> **What you have to do**
Write the next part of the passage introducing Wade Davis, starting right after its final sentence.

======== Passage

Don’t miss this incredible journey with the explorer in residence at the National Geographic Society, Wade Davis. “The world in which you were born is just one model of reality. Other cultures are not failed attempts at being you. They are unique manifestations of the human spirit.” Listen and learn as he explores the fundamental questions of what it means to be human and alive. Through his stories and wisdom, Wade makes the convincing case that we need to preserve the diversity of the world’s cultures, spiritual beliefs and languages as much as we do endangered species and plants. We know who we are as a species by our diversity- This conversation may well change the way you see the world and your place in it.
Wade Davis is a Canadian anthropologist, ethnobotanist, author and photographer whose work has focused on worldwide indigenous cultures, especially in North and South America and particularly involving the traditional uses and beliefs associated with psychoactive plants. Davis came to prominence with his 1985 best-selling book The Serpent and the Rainbowabout the zombies of Haiti He has published prolifically with ten other works translated into over 14 languages. Davis has contributed to Outside, National Geographic, Fortune andCondé Nast Traveler.

================
======== Exercise data

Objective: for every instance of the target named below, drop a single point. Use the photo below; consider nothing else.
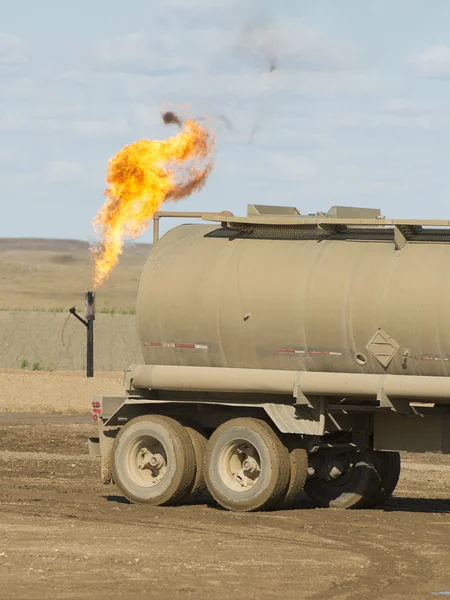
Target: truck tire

================

> **Output of the exercise**
An ethnographer, writer, photographer, and filmmaker, Davis holds degrees in anthropology and biology and received his Ph.D. in ethnobotany, all from Harvard University. Mostly through the Harvard Botanical Museum, he spent over three years in the Amazon and Andes as a plant explorer, living among fifteen indigenous groups in eight Latin American nations while making some 6000 botanical collections. In 1974, at the age of 20, he crossed the Darien Gap on foot in the company of the celebrated English author and amateur explorer, Sebastian Snow. His work later took him to Haiti to investigate folk preparations implicated in the creation of zombies, an assignment that led to his writing Passage of Darkness (1988) and The Serpent and the Rainbow (1986), an international best seller later released by Universal as a motion picture.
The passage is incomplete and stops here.